- **Written task**
Set out the records as a Markdown table with the columns Row and Text, from the start of the records through the line containing "Each instance of", numbering each line and omitting blank lines.

- **Records for this task**
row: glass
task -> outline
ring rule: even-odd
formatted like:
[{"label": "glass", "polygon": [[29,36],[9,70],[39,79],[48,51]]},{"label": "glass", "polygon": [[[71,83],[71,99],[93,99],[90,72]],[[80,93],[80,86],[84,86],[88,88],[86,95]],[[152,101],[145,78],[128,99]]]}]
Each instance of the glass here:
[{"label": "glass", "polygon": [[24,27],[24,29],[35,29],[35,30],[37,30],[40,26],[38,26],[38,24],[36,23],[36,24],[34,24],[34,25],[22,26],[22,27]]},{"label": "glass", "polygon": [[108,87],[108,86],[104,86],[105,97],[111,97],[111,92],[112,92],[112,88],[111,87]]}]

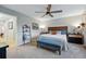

- **Worked solution**
| Row | Text |
|---|---|
| 1 | row: glass |
| 2 | task -> outline |
| 3 | ring rule: even-odd |
| 4 | formatted like: |
| 5 | [{"label": "glass", "polygon": [[29,36],[9,70],[39,79],[48,51]]},{"label": "glass", "polygon": [[[71,83],[71,99],[93,99],[90,72]],[[80,93],[80,86],[84,86],[88,88],[86,95]],[[152,101],[145,78],[128,99]]]}] |
| 6 | Each instance of the glass here: |